---- Представленные данные
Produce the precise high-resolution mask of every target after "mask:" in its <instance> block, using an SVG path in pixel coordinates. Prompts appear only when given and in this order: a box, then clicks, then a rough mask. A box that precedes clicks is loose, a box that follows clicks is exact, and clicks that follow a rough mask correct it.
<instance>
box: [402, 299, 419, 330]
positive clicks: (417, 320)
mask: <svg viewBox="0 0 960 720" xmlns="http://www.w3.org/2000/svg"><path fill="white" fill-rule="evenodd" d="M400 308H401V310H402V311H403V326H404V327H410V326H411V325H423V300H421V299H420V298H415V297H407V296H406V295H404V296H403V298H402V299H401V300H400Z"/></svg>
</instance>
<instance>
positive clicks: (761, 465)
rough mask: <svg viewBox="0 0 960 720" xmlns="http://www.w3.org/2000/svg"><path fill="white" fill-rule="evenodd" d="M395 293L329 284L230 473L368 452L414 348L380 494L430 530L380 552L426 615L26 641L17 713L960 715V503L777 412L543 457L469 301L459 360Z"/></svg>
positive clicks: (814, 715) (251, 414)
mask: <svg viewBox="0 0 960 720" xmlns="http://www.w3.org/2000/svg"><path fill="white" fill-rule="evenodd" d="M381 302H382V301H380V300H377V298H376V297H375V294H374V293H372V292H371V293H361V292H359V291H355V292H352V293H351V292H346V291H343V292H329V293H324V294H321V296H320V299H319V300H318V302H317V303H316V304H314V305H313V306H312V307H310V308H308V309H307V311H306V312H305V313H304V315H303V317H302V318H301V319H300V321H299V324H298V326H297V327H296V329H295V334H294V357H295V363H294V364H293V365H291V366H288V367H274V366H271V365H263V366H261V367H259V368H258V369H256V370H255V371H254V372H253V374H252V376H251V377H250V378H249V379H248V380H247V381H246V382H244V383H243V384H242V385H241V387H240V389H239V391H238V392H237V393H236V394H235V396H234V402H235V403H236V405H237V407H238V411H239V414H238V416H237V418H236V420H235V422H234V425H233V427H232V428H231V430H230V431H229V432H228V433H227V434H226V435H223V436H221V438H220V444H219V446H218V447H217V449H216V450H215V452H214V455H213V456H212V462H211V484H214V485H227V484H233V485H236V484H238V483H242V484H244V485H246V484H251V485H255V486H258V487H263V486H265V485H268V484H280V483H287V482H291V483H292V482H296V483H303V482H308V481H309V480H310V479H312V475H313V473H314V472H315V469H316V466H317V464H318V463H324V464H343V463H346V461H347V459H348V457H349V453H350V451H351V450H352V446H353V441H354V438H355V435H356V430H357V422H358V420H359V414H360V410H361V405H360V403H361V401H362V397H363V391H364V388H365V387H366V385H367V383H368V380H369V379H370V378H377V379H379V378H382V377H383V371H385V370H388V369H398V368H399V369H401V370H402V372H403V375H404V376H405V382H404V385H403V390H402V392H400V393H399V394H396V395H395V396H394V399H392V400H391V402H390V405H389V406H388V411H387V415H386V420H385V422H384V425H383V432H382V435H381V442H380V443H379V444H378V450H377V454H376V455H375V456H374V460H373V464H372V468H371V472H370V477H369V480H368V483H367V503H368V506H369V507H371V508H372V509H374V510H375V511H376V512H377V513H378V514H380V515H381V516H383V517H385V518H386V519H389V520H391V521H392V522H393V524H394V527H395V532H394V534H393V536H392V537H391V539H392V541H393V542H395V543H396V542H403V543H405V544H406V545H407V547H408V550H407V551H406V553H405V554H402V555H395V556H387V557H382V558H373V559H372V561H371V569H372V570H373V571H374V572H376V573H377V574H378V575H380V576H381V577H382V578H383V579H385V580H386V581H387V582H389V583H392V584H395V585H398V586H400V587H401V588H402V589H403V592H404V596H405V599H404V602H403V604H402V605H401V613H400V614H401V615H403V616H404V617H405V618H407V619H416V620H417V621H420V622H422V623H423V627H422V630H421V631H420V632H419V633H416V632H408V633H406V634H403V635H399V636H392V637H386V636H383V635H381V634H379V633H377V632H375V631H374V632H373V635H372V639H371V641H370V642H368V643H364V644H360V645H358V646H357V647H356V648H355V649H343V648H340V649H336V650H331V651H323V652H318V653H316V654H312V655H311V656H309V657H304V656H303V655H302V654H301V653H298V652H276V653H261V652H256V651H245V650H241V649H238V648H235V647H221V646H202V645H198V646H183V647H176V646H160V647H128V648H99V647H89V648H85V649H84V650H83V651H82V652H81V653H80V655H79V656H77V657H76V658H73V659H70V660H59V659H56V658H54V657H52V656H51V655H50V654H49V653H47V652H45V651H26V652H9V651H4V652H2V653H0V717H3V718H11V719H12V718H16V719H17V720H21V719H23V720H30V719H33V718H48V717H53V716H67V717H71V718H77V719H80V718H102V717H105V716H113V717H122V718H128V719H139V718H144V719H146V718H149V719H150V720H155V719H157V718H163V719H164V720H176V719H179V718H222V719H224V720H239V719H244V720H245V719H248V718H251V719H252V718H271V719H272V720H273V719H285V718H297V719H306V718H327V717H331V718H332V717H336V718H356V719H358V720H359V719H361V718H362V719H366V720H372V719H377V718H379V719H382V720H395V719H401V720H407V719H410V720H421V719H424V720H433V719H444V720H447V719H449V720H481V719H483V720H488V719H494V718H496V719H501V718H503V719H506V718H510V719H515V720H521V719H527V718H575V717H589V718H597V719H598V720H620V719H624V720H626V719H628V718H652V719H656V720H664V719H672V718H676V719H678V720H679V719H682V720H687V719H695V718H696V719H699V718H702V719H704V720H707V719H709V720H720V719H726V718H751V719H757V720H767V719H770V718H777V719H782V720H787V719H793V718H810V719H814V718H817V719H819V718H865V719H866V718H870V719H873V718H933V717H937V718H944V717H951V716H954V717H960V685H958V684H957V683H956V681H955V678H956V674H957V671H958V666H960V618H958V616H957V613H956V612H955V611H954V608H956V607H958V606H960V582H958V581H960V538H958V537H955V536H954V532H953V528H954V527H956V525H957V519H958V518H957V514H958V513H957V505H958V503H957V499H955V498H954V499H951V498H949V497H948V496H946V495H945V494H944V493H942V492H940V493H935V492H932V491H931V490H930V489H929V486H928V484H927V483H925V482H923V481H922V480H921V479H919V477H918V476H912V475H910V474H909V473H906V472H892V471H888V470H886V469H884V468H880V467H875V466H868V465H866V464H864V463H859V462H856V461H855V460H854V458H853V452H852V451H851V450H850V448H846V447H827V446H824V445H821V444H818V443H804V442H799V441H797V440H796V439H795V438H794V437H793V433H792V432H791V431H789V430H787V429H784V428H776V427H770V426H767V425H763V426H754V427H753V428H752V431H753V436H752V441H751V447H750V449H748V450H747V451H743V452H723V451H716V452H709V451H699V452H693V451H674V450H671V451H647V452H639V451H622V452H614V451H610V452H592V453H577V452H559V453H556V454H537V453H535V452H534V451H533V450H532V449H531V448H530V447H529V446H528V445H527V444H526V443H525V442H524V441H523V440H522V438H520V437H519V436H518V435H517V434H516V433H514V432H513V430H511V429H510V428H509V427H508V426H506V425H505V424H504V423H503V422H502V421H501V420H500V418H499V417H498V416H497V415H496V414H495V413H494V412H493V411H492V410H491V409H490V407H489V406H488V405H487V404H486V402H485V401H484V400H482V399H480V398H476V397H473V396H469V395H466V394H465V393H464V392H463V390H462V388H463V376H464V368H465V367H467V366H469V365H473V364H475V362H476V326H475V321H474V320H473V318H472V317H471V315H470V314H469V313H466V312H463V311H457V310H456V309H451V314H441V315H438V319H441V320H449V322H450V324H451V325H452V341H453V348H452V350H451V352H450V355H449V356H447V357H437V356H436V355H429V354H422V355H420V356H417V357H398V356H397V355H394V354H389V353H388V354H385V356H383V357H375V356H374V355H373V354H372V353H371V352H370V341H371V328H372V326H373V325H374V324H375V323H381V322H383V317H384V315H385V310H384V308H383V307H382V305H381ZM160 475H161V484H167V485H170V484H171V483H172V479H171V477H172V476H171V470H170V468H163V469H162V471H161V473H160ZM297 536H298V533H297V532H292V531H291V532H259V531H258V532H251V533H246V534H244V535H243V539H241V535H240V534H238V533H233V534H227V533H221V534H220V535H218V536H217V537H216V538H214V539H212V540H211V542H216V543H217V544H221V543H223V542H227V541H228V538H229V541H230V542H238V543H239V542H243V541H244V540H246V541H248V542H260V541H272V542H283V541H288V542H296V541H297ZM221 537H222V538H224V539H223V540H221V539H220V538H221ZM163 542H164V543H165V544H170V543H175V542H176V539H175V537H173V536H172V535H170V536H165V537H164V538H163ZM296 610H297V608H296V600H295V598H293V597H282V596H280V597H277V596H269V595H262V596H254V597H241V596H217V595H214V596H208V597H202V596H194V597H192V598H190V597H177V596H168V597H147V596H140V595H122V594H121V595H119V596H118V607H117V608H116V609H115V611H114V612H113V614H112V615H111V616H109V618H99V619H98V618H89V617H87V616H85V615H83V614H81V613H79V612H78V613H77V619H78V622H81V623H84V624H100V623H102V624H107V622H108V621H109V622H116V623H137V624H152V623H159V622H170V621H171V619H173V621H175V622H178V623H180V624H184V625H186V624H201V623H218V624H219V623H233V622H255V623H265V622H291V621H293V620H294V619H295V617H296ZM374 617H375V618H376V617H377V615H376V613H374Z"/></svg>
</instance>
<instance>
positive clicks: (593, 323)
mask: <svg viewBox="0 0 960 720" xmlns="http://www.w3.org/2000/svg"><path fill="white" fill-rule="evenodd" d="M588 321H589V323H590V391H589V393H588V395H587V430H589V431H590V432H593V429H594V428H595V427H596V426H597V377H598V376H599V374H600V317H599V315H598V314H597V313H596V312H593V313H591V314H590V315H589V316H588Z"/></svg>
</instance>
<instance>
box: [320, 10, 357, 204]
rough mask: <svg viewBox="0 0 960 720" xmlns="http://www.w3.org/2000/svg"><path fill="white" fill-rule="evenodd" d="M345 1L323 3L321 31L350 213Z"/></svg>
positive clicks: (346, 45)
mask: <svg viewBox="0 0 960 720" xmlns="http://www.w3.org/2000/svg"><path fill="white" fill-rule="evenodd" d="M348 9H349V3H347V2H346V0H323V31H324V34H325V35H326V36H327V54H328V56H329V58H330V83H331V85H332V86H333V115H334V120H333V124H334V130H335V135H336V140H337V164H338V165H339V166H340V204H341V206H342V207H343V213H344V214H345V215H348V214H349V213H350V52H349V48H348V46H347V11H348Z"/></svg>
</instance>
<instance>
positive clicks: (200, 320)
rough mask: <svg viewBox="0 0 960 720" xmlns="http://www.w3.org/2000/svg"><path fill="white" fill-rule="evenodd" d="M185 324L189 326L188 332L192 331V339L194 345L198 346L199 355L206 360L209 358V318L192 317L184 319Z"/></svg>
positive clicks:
--------
Условие задачи:
Приведите заново фрагмент строк от самого начала до строки, содержащей «positive clicks: (417, 320)», включительно, заменив «box» на «bounding box». Всё прочее оставьте без изменений.

Письменное решение:
Produce the precise high-resolution mask of every target after "mask:" in its <instance> block, using an SVG path in pixel coordinates. Prompts appear only when given and in this order: a bounding box, then clicks, then a rough mask. A bounding box that precedes clicks is loose, a bounding box that follows clicks is exact, and clicks that follow a rough mask correct it.
<instance>
bounding box: [402, 299, 419, 330]
positive clicks: (417, 320)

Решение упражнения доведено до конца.